REQUISITOS
Transcreva, sem nenhuma alteração, o trecho do texto sobre a preservação de bens tombados que vai de "Os montantes recolhidos" até "as futuras gerações.", incluindo as duas pontas.

Os montantes recolhidos ao fundo de interesses difusos podem ser utilizados para a restauração e preservação de bens protegidos pelo tombamento. Os advindos de indenizações por danos ao patrimônio cultural, preferencialmente, devem ser utilizados para a tutela do meio ambiente cultural.
Sumário: 1. Introdução; 2. Tombamento e o dever de preservar os bens tombados; 3. Utilização de Verbas das Esferas Federativas que efetuaram o tombamento; 4. Fundo de Defesa de Direitos Difusos; 5. Tributação; 6. Outras fontes de recursos; 7. Considerações Finais; Bibliografia.
1. Introdução
Inúmeros são os imóveis, públicos e particulares, tombados que amarguram com o abandono de seus proprietários, por falta de recursos, e aguardam o necessário restauro, objetivando a manutenção e a perpetuidade de seus valores culturais para a sociedade atual e as futuras gerações.
Uma notícia alarmante do jornal “O Estado de São Paulo”[1], publicada em janeiro de 2009, revela a situação experimentada pela Capital Paulista:
“Um levantamento realizado pelo jornal O Estado de S. Paulo mostra que 40% dos 1.813 imóveis tombados ou em processo de tombamento de toda a capital estão abandonados, destruídos ou totalmente desconfigurados. No centro, por exemplo, 429 dos 1.272 imóveis históricos da região fazem parte dessa estatística. E isso está longe de ser o pior caso de São Paulo - na zona norte, 79% do patrimônio está abandonado ou destruído, enquanto na zona leste esse índice chega a 94%.”

DADOS FORNECIDOS
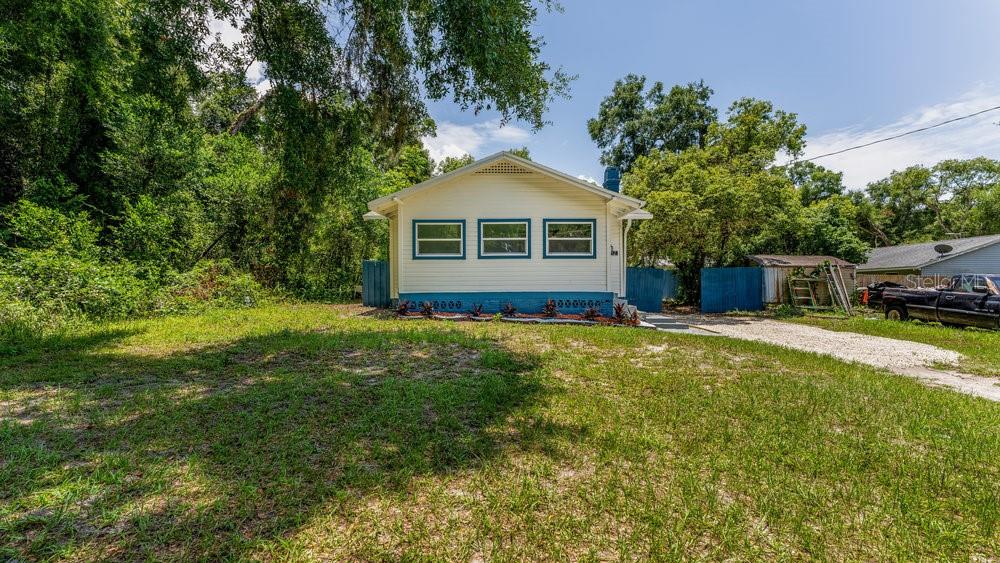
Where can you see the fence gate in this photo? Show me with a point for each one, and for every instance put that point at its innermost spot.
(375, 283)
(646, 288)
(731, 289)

RESULTADO DA TAREFA
Os montantes recolhidos ao fundo de interesses difusos podem ser utilizados para a restauração e preservação de bens protegidos pelo tombamento. Os advindos de indenizações por danos ao patrimônio cultural, preferencialmente, devem ser utilizados para a tutela do meio ambiente cultural.
Sumário: 1. Introdução; 2. Tombamento e o dever de preservar os bens tombados; 3. Utilização de Verbas das Esferas Federativas que efetuaram o tombamento; 4. Fundo de Defesa de Direitos Difusos; 5. Tributação; 6. Outras fontes de recursos; 7. Considerações Finais; Bibliografia.
1. Introdução
Inúmeros são os imóveis, públicos e particulares, tombados que amarguram com o abandono de seus proprietários, por falta de recursos, e aguardam o necessário restauro, objetivando a manutenção e a perpetuidade de seus valores culturais para a sociedade atual e as futuras gerações.